EXERCISE REQUIREMENTS.
1) Which brothers of Jesus are named in the sermon passage on Mark 6?
2) Can you copy out the records word for word, from their very start down through the line containing "point(765, 170)", with both of those lines included?

SOURCE PASSAGE.
Pentecost 6B, Sunday July 5th, 2015 St Petri.
Mark 6:1-13 Jesus left there and went to his hometown, accompanied by his disciples. 2 When the Sabbath came, he began to teach in the synagogue, and many who heard him were amazed. “Where did this man get these things?” they asked. “What’s this wisdom that has been given him? What are these remarkable miracles he is performing? 3 Isn’t this the carpenter? Isn’t this Mary’s son and the brother of James, Joseph,[a] Judas and Simon? Aren’t his sisters here with us?” And they took offense at him. 4 Jesus said to them, “A prophet is not without honour except in his own town, among his relatives and in his own home.” 5 He could not do any miracles there, except lay his hands on a few sick people and heal them. 6 He was amazed at their lack of faith. Then Jesus went around teaching from village to village. 7 Calling the Twelve to him, he began to send them out two by two and gave them authority over impure spirits. 8 These were his instructions: “Take nothing for the journey except a staff—no bread, no bag, no money in your belts. 9 Wear sandals but not an extra shirt. 10 Whenever you enter a house, stay there until you leave that town. 11 And if any place will not welcome you or listen to you, leave that place and shake the dust off your feet as a testimony against them.” 12 They went out and preached that people should repent. 13 They drove out many demons and anointed many sick people with oil and healed them.
Accepting change is a difficult thing for most people. Accepting that something so familiar is now very different to what you thought it was either delights the heart with joyful acceptance or hardens our heart against this ‘impossible’ thing. It’s like watching the kids grow up. They get to adulthood and you can be so surprised at them. You either be transformed in your thinking or you resist and become a grumpy old man even more!
They used to poo their nappies and hare around on their bikes and skin their knees. They use to wear you out wanting you to push them on the swing for hours. They got themselves into a real mess eating chocolate cake.

INFORMATION PROVIDED.
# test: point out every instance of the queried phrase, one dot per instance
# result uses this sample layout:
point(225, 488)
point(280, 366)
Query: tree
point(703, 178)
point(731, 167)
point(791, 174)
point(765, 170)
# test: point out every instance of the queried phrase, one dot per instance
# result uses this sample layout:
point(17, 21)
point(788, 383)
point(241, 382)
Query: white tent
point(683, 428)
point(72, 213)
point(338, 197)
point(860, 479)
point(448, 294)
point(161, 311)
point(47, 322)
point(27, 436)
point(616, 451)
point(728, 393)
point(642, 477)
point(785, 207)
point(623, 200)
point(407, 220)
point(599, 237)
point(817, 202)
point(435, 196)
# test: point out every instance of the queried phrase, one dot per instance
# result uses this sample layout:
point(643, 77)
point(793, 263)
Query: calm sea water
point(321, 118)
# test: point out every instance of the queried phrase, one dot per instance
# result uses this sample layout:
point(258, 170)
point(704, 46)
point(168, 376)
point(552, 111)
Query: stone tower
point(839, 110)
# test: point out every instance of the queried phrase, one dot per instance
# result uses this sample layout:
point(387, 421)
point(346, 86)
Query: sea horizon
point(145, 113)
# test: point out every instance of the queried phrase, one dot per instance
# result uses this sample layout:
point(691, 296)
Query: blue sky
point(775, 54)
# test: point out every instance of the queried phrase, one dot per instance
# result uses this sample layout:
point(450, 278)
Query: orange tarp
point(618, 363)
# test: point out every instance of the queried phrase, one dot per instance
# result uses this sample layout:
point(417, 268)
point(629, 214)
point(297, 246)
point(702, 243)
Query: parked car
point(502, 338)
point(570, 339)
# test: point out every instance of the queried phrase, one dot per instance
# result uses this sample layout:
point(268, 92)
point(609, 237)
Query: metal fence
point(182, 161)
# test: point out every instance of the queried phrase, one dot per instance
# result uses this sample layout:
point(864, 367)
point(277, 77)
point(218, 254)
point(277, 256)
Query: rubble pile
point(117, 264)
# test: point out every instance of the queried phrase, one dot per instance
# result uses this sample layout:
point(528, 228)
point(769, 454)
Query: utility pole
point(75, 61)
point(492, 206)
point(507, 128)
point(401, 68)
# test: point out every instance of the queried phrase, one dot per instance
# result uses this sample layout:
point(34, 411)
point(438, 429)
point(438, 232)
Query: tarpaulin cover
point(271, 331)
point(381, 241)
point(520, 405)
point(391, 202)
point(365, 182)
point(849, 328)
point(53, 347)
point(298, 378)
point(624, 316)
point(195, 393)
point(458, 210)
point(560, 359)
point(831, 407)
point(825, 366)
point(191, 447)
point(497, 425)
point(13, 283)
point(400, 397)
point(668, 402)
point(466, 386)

TASK-BY-TASK RESULTS.
1) James, Joseph, Judas and Simon

2)
# test: point out every instance of the queried phrase, one dot per instance
# result uses this sample layout:
point(225, 488)
point(280, 366)
Query: tree
point(703, 178)
point(731, 167)
point(791, 174)
point(765, 170)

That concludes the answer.